EXERCISE OBJECTIVE: Please give again, word for word, the line that contains "the wall shown in the photo above." and every line after it to the end of the data, with no other lines.
* * * * * * *
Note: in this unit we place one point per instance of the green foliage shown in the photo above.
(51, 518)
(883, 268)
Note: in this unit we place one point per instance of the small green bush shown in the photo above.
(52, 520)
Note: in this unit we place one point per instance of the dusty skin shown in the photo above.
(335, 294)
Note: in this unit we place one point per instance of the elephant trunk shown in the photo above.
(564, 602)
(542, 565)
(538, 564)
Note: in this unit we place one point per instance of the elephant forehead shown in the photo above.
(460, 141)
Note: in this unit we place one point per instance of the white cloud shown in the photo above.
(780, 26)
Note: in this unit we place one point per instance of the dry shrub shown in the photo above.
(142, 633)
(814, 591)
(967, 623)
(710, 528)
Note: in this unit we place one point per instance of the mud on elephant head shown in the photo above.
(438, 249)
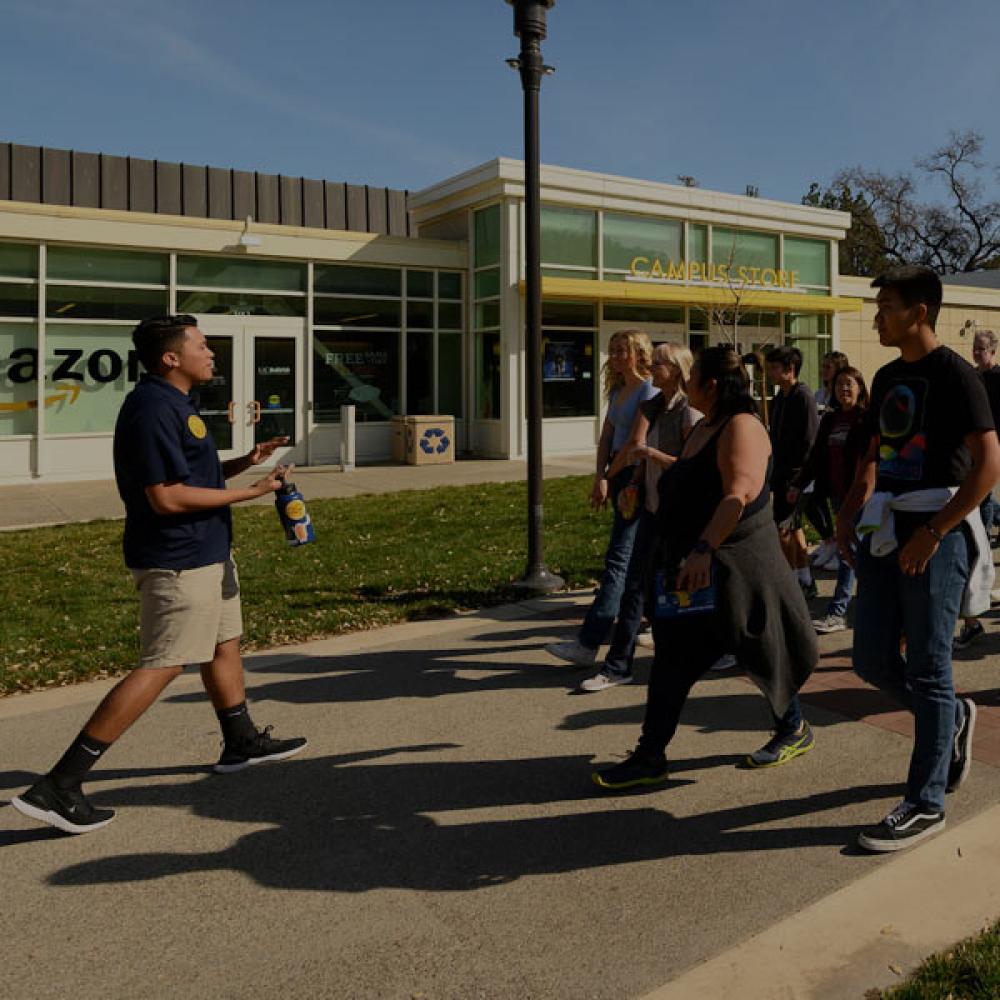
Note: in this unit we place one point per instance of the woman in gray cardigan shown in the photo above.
(722, 584)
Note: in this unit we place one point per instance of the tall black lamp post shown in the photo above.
(529, 26)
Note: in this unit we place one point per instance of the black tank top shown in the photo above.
(691, 489)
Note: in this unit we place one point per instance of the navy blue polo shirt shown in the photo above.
(160, 438)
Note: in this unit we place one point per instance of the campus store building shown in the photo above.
(394, 303)
(681, 263)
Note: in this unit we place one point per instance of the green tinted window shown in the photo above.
(568, 314)
(18, 260)
(629, 236)
(356, 312)
(240, 304)
(569, 236)
(87, 302)
(450, 370)
(420, 284)
(488, 283)
(18, 300)
(741, 248)
(230, 272)
(697, 242)
(450, 315)
(87, 264)
(18, 378)
(488, 236)
(450, 285)
(357, 280)
(811, 258)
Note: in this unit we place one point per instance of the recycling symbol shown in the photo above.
(427, 445)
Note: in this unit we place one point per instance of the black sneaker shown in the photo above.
(66, 809)
(905, 826)
(961, 755)
(637, 770)
(969, 633)
(780, 749)
(258, 750)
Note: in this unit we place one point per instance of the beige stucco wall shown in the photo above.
(859, 341)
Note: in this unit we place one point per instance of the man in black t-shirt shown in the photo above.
(933, 456)
(794, 420)
(178, 531)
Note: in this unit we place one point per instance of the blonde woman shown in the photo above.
(659, 431)
(627, 384)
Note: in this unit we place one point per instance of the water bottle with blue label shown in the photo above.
(292, 513)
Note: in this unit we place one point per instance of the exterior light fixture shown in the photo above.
(529, 27)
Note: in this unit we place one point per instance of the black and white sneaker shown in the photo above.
(259, 749)
(905, 826)
(961, 756)
(66, 809)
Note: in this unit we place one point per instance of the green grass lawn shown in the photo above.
(970, 971)
(71, 611)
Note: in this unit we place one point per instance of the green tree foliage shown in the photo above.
(892, 224)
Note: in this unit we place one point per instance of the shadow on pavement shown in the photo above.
(354, 828)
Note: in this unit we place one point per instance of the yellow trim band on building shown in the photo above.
(646, 292)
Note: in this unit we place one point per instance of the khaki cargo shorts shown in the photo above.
(186, 613)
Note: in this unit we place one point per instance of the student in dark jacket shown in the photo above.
(794, 422)
(840, 442)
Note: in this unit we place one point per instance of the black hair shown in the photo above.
(152, 337)
(732, 383)
(916, 285)
(787, 357)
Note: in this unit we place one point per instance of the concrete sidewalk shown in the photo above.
(38, 504)
(441, 838)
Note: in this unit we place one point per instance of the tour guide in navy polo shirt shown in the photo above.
(178, 531)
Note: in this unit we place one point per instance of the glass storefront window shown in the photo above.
(567, 373)
(358, 367)
(488, 380)
(449, 285)
(18, 300)
(487, 229)
(356, 312)
(232, 272)
(450, 368)
(239, 304)
(629, 236)
(18, 378)
(420, 315)
(89, 370)
(350, 280)
(450, 315)
(91, 264)
(89, 302)
(697, 242)
(487, 315)
(569, 236)
(811, 258)
(488, 283)
(18, 260)
(420, 284)
(420, 373)
(741, 248)
(644, 314)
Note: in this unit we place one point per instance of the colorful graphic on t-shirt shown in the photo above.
(902, 440)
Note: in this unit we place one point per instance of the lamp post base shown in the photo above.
(539, 580)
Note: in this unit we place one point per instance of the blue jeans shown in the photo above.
(622, 651)
(602, 613)
(924, 609)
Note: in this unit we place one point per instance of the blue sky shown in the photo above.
(405, 93)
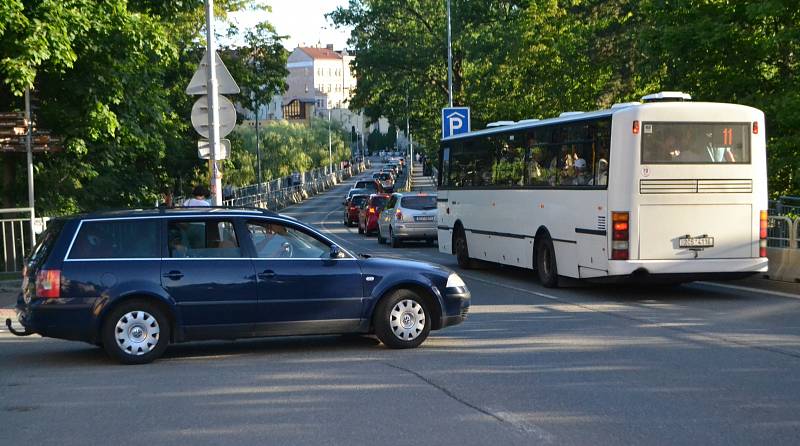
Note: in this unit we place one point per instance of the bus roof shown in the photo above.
(528, 123)
(573, 117)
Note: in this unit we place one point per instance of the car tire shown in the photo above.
(546, 267)
(393, 241)
(135, 332)
(462, 250)
(402, 320)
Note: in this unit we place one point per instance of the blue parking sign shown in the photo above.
(455, 120)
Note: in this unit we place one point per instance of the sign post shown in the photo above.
(455, 120)
(212, 79)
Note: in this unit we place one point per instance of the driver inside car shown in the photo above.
(271, 241)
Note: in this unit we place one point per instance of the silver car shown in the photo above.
(408, 216)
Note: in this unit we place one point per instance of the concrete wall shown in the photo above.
(784, 264)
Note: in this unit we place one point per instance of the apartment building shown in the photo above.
(320, 74)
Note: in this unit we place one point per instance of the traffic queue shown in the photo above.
(377, 208)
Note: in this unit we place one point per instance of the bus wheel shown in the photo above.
(462, 251)
(546, 263)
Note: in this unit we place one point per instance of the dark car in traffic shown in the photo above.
(368, 214)
(352, 206)
(136, 281)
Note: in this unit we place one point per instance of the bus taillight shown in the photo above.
(762, 234)
(620, 235)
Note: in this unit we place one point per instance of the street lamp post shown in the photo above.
(449, 57)
(330, 143)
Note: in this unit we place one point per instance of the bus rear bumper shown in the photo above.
(701, 267)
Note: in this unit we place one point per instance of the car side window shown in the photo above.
(117, 239)
(277, 241)
(203, 239)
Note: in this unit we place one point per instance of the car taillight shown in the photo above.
(620, 235)
(762, 234)
(48, 283)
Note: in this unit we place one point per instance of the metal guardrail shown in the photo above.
(15, 233)
(276, 195)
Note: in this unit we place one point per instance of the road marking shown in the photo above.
(749, 289)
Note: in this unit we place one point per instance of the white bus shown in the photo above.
(666, 188)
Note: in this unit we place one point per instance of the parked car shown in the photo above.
(368, 214)
(351, 208)
(136, 281)
(410, 216)
(373, 186)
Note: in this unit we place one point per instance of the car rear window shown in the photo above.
(420, 202)
(116, 239)
(45, 244)
(379, 202)
(366, 185)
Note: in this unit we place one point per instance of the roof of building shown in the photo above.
(320, 53)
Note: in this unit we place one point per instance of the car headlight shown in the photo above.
(454, 281)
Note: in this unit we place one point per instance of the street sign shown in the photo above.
(227, 116)
(204, 149)
(455, 120)
(225, 82)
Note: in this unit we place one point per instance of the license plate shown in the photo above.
(696, 242)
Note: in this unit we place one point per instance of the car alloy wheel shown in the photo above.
(135, 332)
(401, 320)
(407, 319)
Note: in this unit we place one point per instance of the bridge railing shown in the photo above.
(278, 194)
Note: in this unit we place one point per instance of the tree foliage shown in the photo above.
(518, 59)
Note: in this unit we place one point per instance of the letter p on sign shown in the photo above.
(455, 120)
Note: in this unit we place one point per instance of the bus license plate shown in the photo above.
(696, 242)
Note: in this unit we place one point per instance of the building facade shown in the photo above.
(321, 74)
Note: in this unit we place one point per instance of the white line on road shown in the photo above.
(748, 289)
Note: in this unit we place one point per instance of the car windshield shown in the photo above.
(419, 202)
(358, 200)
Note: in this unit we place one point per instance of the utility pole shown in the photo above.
(213, 105)
(29, 151)
(449, 57)
(330, 145)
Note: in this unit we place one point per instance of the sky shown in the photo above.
(302, 20)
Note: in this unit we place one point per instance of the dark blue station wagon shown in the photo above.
(134, 281)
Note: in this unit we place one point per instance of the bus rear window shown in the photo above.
(695, 143)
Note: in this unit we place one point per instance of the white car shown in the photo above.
(408, 216)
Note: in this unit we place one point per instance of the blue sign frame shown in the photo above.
(455, 121)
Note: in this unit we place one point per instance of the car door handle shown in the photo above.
(174, 275)
(266, 274)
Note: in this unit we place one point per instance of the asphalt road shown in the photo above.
(583, 365)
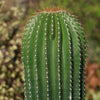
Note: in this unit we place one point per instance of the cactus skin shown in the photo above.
(53, 52)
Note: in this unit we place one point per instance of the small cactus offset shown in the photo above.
(54, 57)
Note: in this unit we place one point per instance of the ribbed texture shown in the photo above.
(54, 57)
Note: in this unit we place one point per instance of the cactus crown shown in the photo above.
(54, 57)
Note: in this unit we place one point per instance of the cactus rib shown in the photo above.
(54, 57)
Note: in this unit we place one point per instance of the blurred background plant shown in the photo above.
(13, 17)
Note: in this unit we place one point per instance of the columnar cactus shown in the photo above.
(54, 57)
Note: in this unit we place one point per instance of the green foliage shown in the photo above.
(11, 70)
(54, 57)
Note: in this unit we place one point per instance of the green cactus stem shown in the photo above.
(53, 52)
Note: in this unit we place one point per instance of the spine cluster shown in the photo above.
(54, 57)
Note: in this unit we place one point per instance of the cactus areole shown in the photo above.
(54, 57)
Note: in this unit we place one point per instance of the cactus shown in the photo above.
(54, 57)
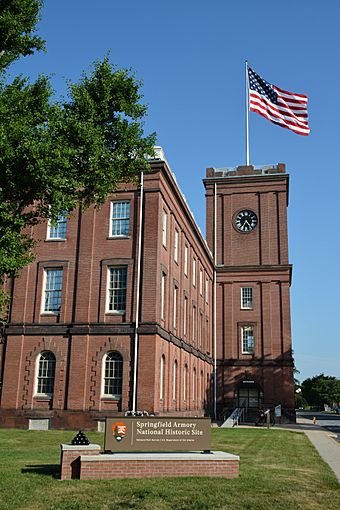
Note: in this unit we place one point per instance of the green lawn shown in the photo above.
(279, 470)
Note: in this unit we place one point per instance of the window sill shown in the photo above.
(118, 237)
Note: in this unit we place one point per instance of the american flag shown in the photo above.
(284, 108)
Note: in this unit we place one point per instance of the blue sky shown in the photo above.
(190, 56)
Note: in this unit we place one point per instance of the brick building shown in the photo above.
(253, 277)
(69, 350)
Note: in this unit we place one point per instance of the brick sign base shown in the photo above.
(87, 463)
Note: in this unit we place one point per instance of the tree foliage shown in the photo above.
(321, 389)
(57, 155)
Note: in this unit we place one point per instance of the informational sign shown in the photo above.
(278, 411)
(152, 434)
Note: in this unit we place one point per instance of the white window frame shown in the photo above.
(185, 315)
(112, 290)
(176, 244)
(163, 286)
(194, 272)
(245, 330)
(57, 232)
(174, 380)
(118, 219)
(56, 293)
(114, 396)
(164, 227)
(185, 265)
(185, 382)
(161, 378)
(175, 305)
(51, 365)
(247, 298)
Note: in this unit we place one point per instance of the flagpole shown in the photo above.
(215, 303)
(247, 116)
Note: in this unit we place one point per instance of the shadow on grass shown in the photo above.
(43, 469)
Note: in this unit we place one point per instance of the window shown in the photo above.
(207, 335)
(161, 378)
(247, 298)
(194, 384)
(45, 375)
(201, 387)
(174, 382)
(247, 339)
(200, 334)
(164, 224)
(186, 249)
(194, 323)
(117, 289)
(53, 282)
(185, 382)
(163, 280)
(176, 246)
(113, 375)
(194, 272)
(57, 230)
(175, 306)
(120, 219)
(185, 315)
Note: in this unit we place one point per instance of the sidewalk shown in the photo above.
(326, 445)
(321, 438)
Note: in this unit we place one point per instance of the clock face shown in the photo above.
(245, 221)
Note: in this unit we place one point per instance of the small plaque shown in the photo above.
(152, 434)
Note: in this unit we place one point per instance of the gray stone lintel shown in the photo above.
(72, 447)
(202, 457)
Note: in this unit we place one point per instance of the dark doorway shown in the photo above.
(248, 395)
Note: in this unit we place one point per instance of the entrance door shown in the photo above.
(248, 397)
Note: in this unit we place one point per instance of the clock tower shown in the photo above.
(247, 233)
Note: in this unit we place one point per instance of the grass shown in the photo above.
(279, 470)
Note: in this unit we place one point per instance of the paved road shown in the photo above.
(329, 421)
(322, 436)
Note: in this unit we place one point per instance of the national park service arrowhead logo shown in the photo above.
(119, 430)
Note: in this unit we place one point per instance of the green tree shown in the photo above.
(55, 156)
(321, 389)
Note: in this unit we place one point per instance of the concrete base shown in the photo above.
(86, 463)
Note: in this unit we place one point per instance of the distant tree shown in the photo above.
(320, 390)
(55, 156)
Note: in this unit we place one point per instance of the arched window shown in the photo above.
(174, 382)
(113, 375)
(161, 378)
(45, 373)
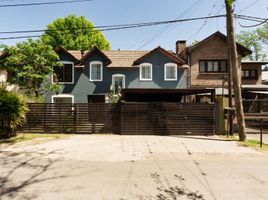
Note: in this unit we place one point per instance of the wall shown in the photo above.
(214, 49)
(83, 87)
(252, 81)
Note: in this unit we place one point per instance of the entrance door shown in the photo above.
(118, 82)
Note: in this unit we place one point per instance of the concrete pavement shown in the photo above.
(132, 167)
* * * * * * *
TASK RESULT:
Note: in this unit we place one point per instance of the wall shown in the photo above.
(214, 49)
(83, 87)
(252, 81)
Note: in this unit we place one point per instance of the entrance door shown in the photo above.
(118, 82)
Note: in this unit we place one point per instance of the concrete pavement shown in the photo above.
(132, 167)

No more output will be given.